# Given problem:
Every line from the one with "like [245, 76]." through the end of the records below should be restated word for word, and nothing outside that span.

───── Data records

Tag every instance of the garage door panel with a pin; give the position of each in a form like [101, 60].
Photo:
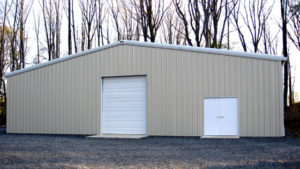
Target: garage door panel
[220, 116]
[124, 105]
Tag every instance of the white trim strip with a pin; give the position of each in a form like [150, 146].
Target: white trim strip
[207, 50]
[154, 45]
[61, 59]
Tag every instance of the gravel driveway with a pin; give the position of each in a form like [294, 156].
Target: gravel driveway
[61, 151]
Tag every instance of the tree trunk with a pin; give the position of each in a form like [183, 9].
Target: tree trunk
[284, 50]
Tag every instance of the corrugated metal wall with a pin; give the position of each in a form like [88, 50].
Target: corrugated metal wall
[65, 97]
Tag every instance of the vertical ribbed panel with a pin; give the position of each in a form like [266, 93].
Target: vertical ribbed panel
[65, 97]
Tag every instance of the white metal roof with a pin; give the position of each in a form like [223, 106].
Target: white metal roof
[154, 45]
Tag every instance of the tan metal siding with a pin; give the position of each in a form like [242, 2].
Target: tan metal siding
[65, 97]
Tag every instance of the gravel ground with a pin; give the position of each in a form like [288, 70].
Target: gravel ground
[63, 151]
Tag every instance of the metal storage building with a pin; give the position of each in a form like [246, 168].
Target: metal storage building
[144, 88]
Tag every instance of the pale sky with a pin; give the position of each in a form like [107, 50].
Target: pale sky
[273, 20]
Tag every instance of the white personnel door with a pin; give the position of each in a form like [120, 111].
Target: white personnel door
[123, 105]
[221, 116]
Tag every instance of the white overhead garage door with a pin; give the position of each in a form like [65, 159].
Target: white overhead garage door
[221, 116]
[123, 105]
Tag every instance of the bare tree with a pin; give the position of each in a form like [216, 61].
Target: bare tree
[100, 20]
[37, 25]
[130, 28]
[284, 19]
[88, 10]
[236, 22]
[3, 51]
[150, 16]
[115, 11]
[172, 28]
[52, 23]
[203, 18]
[294, 23]
[73, 27]
[270, 43]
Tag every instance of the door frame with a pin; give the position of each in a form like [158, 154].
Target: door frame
[101, 97]
[237, 114]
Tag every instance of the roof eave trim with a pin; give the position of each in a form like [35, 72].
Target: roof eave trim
[207, 50]
[61, 59]
[154, 45]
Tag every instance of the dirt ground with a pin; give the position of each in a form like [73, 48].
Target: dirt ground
[62, 151]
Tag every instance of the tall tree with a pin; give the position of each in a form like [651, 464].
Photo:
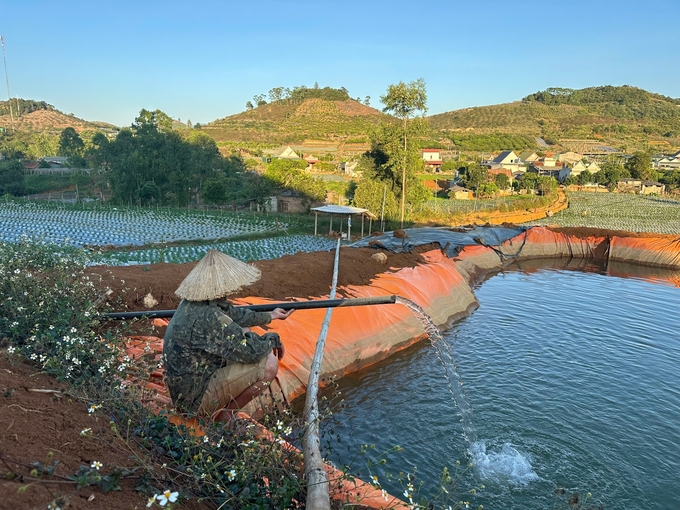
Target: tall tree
[404, 100]
[70, 143]
[640, 165]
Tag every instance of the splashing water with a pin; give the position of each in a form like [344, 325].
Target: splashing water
[445, 356]
[508, 464]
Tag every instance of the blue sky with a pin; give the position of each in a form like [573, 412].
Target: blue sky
[202, 60]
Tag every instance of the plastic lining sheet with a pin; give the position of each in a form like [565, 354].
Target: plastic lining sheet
[650, 251]
[361, 336]
[453, 240]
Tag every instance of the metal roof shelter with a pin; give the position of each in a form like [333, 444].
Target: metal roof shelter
[343, 210]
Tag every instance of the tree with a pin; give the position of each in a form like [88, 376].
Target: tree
[487, 189]
[150, 120]
[640, 165]
[475, 175]
[12, 178]
[502, 181]
[371, 194]
[584, 178]
[404, 101]
[70, 143]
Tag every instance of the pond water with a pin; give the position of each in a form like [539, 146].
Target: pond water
[571, 379]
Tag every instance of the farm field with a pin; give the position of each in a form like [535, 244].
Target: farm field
[256, 249]
[619, 211]
[78, 226]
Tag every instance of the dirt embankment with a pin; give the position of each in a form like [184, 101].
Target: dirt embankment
[301, 275]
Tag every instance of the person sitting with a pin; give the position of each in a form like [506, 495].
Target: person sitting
[214, 364]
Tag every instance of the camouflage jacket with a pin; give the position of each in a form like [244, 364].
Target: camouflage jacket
[204, 336]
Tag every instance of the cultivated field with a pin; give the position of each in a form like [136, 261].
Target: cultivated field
[619, 211]
[73, 225]
[257, 249]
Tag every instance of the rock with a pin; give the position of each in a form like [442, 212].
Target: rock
[150, 301]
[380, 257]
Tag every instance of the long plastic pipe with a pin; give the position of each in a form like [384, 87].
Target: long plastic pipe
[318, 497]
[294, 305]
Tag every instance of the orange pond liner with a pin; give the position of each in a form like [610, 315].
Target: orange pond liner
[361, 336]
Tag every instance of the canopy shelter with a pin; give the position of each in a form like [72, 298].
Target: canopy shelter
[343, 210]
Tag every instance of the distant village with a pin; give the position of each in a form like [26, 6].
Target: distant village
[563, 167]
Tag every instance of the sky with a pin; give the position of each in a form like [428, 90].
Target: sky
[199, 60]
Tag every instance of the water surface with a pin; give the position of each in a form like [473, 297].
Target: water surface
[572, 378]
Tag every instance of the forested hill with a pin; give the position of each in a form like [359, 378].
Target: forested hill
[39, 117]
[626, 115]
[293, 116]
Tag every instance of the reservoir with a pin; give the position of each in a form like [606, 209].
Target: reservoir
[570, 378]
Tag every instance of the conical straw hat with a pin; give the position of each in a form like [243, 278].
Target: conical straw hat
[215, 276]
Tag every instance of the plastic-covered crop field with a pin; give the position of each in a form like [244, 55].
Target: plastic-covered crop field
[259, 249]
[122, 226]
[619, 211]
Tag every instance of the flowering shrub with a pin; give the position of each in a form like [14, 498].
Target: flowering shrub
[246, 468]
[47, 312]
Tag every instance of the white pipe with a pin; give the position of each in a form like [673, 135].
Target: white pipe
[318, 497]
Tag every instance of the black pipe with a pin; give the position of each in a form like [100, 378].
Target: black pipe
[296, 305]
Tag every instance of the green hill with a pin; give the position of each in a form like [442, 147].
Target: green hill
[292, 121]
[626, 116]
[27, 115]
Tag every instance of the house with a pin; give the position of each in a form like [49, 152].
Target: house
[30, 165]
[493, 172]
[433, 160]
[569, 158]
[279, 153]
[460, 193]
[506, 159]
[669, 162]
[552, 169]
[290, 201]
[311, 161]
[640, 187]
[436, 186]
[581, 167]
[528, 156]
[350, 168]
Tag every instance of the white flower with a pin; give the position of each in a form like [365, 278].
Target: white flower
[167, 496]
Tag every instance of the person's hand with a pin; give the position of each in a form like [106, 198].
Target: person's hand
[279, 352]
[280, 313]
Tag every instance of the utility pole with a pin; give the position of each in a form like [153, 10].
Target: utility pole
[9, 96]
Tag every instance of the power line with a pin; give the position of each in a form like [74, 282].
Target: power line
[9, 96]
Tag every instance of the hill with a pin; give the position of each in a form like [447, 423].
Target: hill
[626, 116]
[40, 117]
[291, 121]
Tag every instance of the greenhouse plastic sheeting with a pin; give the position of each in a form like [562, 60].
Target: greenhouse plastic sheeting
[662, 251]
[456, 239]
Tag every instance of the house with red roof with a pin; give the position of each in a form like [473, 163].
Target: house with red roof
[432, 158]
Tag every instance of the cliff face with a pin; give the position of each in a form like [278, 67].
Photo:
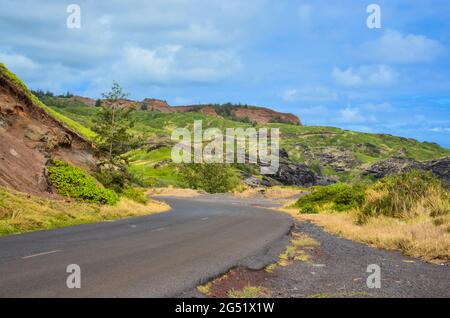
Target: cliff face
[259, 115]
[29, 138]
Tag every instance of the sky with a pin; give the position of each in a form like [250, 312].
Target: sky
[317, 59]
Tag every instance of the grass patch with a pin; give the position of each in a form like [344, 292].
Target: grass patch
[246, 292]
[65, 121]
[75, 183]
[20, 213]
[339, 197]
[404, 196]
[271, 268]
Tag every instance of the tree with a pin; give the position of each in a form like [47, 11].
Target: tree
[210, 177]
[112, 124]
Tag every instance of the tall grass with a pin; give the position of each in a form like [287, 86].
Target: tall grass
[405, 196]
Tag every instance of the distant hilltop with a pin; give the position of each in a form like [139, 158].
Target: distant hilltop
[245, 113]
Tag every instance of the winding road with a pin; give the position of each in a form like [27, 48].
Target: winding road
[160, 255]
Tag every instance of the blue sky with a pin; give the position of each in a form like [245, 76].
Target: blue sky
[316, 59]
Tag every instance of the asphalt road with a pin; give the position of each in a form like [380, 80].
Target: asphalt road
[154, 256]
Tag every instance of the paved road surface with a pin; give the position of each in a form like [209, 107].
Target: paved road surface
[152, 256]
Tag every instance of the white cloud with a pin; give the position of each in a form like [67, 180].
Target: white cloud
[350, 114]
[355, 115]
[309, 93]
[175, 63]
[305, 14]
[440, 129]
[18, 62]
[395, 47]
[373, 75]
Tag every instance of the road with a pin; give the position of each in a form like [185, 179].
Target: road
[153, 256]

──────────

# Expected answer:
Tag every instance of the blue sky with a pin; give the position of each in a form like [245, 76].
Target: blue sky
[316, 59]
Tag every instance of the asphalt road with a pin; give the position of each in a form like [380, 80].
Target: asphalt road
[154, 256]
Tag every instance of the paved road surface with a pin; give the position of each in a form like [209, 107].
Target: paved road surface
[152, 256]
Tag every instance of the white cloud with a pin; give the position of each in a form like [67, 180].
Target: white cloud
[350, 114]
[355, 115]
[309, 93]
[175, 63]
[305, 14]
[440, 129]
[18, 62]
[395, 47]
[373, 75]
Tag every instance of the road with a pin; give the position of each in a form like [185, 179].
Target: road
[153, 256]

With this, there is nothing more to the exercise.